━━ 記事

ニューズウィーク日本版 2024年10月25日 14時24分

デービッド・チウ(音楽ライター)
<長年、暗いテーマに取り組んできたロックバンド「ニック・ケイヴ・アンド・ザ・バッド・シーズ」のリーダーが、2人の息子の死に向き合ったのち、ポジティブで高揚感のある新アルバムを出した理由とは?──(インタビュー)>

ニック・ケイヴ&ザ・バッド・シーズは一見、「Joy(喜び)」という単語と縁遠い存在に思える。リーダー兼シンガーのニック・ケイヴは40年のキャリアの大半を通じて宗教、人間関係、死といったテーマに取り組み、暗く、威圧的な苦悶するアーティストのペルソナを演じていた。

最もよく知られている曲の1つ「ザ・マーシー・シート」は、死刑囚の視点で書かれた作品だ。ケイヴの独特の歌声は、天国と地獄の間のどこかに広がる世界観を持つ強烈なパフォーマーという評価をさらに高めることになった。

だが過去10年の間に、このオーストラリア生まれのアーティストはバンドのサウンドと共に成熟した。特に大きかったのは、私生活で見舞われた悲劇だ。

2015年、双子の息子の1人アーサー・ケイヴが15歳で崖から転落して亡くなった。7年後には、長男のジェスロ・レイゼンビーも31歳で世を去った。バッド・シーズの2枚のアルバム『スケルトン・ツリー』(16年)と『ゴースティーン』(19年)は、この内省期に発表された。

だがバッド・シーズの新スタジオアルバム『ワイルド・ゴッド』には、より高揚感のある希望にあふれる視点が反映されている。67歳になったケイヴは先日、滞在先のニューヨークで本誌にこう語った。

Nick Cave & The Bad Seeds - Wild God - Album Trailer

音楽は現実世界を超越した経験が許される数少ない機会だと考えている MEGAN CULLEN

「バッド・シーズを復活させたような感覚なんだ。(音楽)活動と人生が一気に爆発したような感じ。喜びに満ちている。(新作には)『Joy』という曲がある。この言葉が実際に何を意味するのか、私にはよく分かる。見た目以上に深い言葉なんだ」

Nick Cave & The Bad Seeds - Joy (Title Video)

亡きメンバーへの想い

バッド・シーズ以前のグループ、バースデイ・パーティー時代の1970年代後半~80年代初頭から、ケイヴはカオス(混沌)のアーティストだった。その男が今、こんな言葉を口にする。

「あるレベルの喜びは苦しみの一種と言ってもいいと思う。われわれ人間とは何者なのかを知ることで、ある種の上昇気流に乗った爆発が起こるんだ。このアルバムはそんな感じ。とにかく爆発し続ける」

━━━━
━━ 提供資料

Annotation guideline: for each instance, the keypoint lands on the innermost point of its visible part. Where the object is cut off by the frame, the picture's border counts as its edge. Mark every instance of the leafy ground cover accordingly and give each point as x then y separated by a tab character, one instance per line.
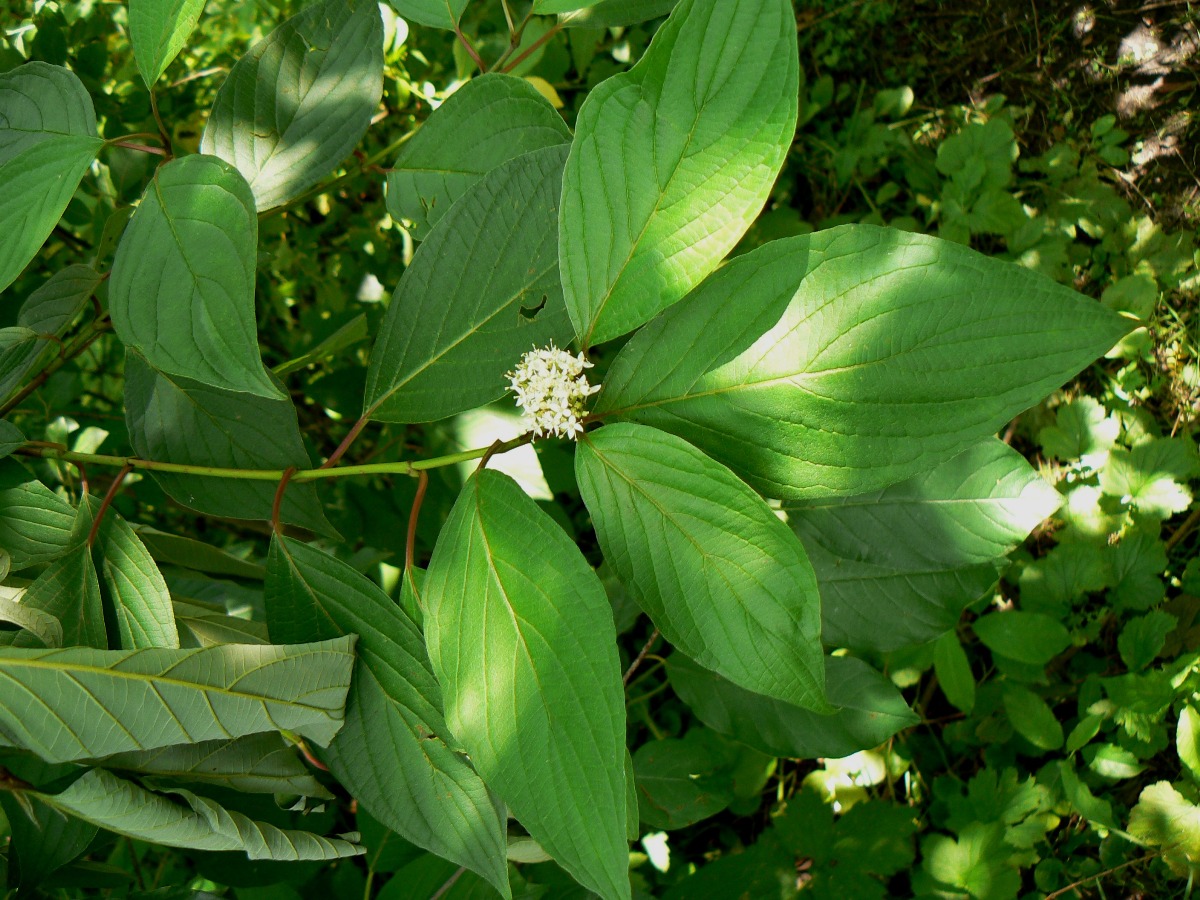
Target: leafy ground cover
1038	730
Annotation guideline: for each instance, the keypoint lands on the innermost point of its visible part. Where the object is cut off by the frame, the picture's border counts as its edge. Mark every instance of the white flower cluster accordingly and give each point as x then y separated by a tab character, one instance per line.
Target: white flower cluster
551	389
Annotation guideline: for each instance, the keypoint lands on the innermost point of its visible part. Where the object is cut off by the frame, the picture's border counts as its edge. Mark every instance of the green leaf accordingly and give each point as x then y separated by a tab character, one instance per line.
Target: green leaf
191	553
144	616
159	30
391	753
82	703
505	583
47	143
181	819
487	121
724	580
1143	639
183	286
35	522
616	13
1083	430
870	711
673	160
953	671
39	623
1024	636
10	438
1031	718
178	420
850	359
298	102
435	13
256	763
43	839
681	781
1153	475
897	567
450	333
1187	739
1164	819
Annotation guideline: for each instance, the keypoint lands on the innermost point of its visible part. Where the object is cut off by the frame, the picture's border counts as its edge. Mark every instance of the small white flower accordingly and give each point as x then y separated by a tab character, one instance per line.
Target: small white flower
550	387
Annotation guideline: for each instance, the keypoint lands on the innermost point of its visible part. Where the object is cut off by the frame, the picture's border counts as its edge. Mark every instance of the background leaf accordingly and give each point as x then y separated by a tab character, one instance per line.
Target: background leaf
711	563
487	121
299	101
521	639
173	419
481	289
47	142
673	160
183	286
869	711
850	359
183	819
159	30
391	754
898	567
73	703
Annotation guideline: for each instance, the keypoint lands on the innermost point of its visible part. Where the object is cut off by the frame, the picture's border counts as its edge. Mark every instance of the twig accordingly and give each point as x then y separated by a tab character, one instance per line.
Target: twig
636	663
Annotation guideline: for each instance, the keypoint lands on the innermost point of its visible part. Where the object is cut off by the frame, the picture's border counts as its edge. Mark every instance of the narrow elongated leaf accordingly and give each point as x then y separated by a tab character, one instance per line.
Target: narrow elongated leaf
81	703
521	639
35	522
173	419
141	599
39	623
391	753
898	567
300	100
435	13
47	142
487	121
256	763
480	292
45	315
181	819
724	580
43	839
673	160
183	286
846	360
870	711
159	30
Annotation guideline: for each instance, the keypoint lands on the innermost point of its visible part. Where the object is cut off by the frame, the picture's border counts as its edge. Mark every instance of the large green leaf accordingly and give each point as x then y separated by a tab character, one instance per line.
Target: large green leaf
141	600
521	637
173	419
481	289
47	142
870	711
435	13
391	754
898	567
487	121
183	286
256	763
613	13
181	819
159	29
673	160
706	557
846	360
300	100
35	522
81	703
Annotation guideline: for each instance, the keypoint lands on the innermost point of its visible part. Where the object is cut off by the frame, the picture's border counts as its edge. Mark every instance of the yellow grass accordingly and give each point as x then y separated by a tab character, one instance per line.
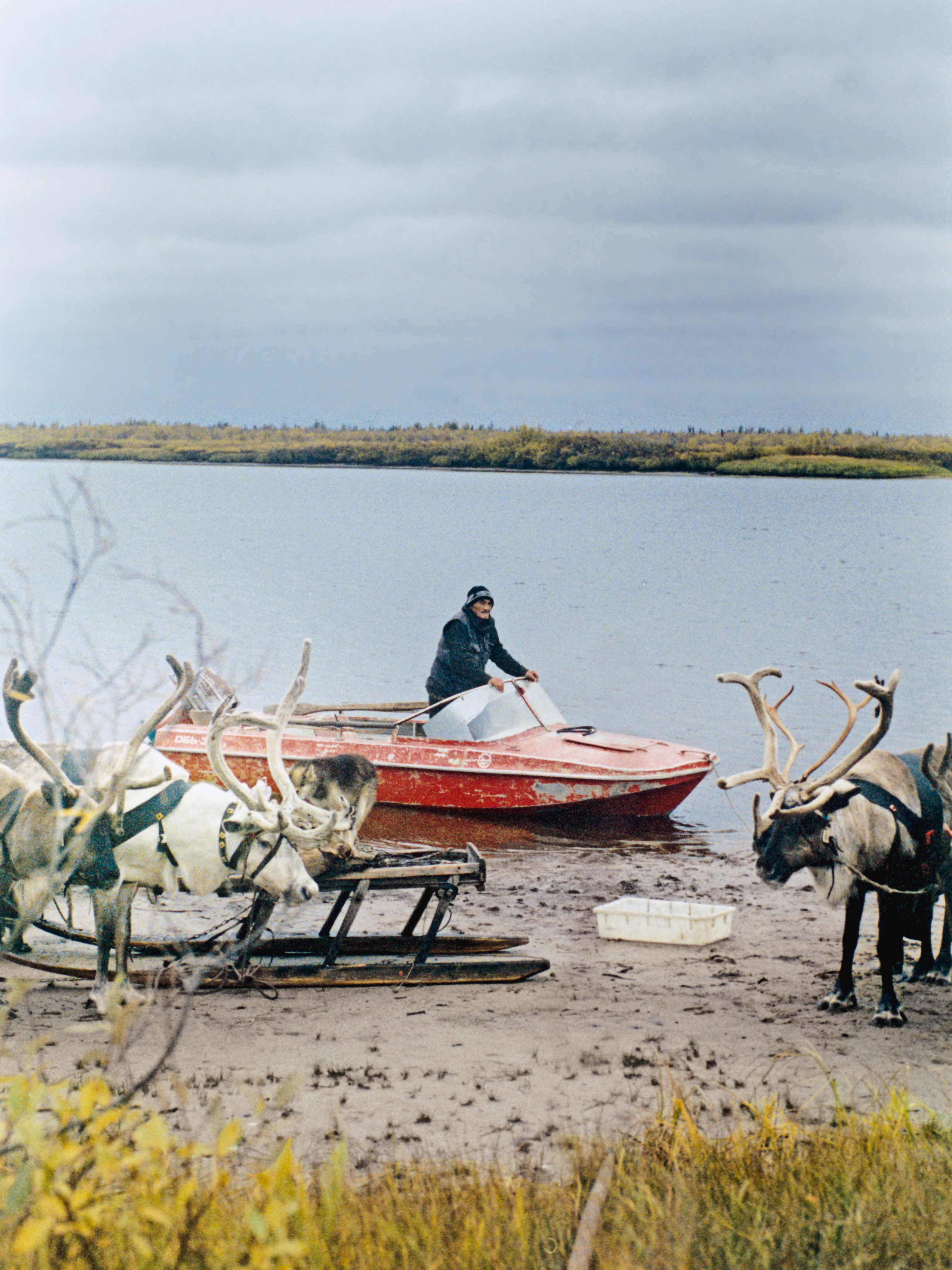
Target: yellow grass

━━━━

課題の指示 ->
a) ニック・ケイヴについての記事のうち、「2015年、双子の息子の1人」で始まる段落を、主な事実を残して箇条書きにまとめなさい。
b) ニック・ケイヴについての記事を、最後の文の後から書き継ぎなさい。
資料はこの記事とは関係がない。

解答 ->
a)
- 2015年、双子の息子の1人アーサー・ケイヴが15歳で崖から転落して死亡
- その7年後、長男ジェスロ・レイゼンビーが31歳で死去
- この内省期に、バッド・シーズはアルバム『スケルトン・ツリー』(16年)と『ゴースティーン』(19年)を発表

b)
ロックと電子音楽の影響を組み合わせた『ワイルド・ゴッド』のエネルギッシュなサウンドは、内省的で余白の多い『スケルトン・ツリー』と『ゴースティーン』に対する意図的な反動ではないと、ケイヴは語る。

制作当初から望んでいたのは、バッド・シーズのメンバーをもっと前面に出したいということだった。「バンドとしての一体感を強調したいと思っていた。やっと彼らが前に出て演奏できるアルバムができた。彼らも全力でやってくれた」

「ソング・オブ・ザ・レイク」などアルバム収録曲のいくつかの歌詞は、信仰、精神性、霊的再生についての瞑想で貫かれている。新作のテーマは「一連の改宗」だと、ケイヴは音楽雑誌MOJOに語っているが、この点について尋ねると、「必ずしも宗教的な意味じゃないんだ」と言う。

「ある形から別の形への変化。ある方向に進み始めて、別のどこかに着くようなものだ」

Nick Cave & The Bad Seeds - Song of the Lake (Lyric Video)

この意味での「改宗」の好例が、映画的なタイトル曲とカントリー・フォーク調の「ロング・ダーク・ナイト」。「長い髪をなびかせて空を飛ぶ男」についての共通の歌詞を持つ詩的な2曲だ。

「人物か精神的な力か、何でもいいんだけど、それは信じられる誰かを探して世界中を移動する。信じられる何かではなく、自分を信じてくれる誰かを探しているんだ」

Nick Cave & The Bad Seeds - Wild God (Official Audio)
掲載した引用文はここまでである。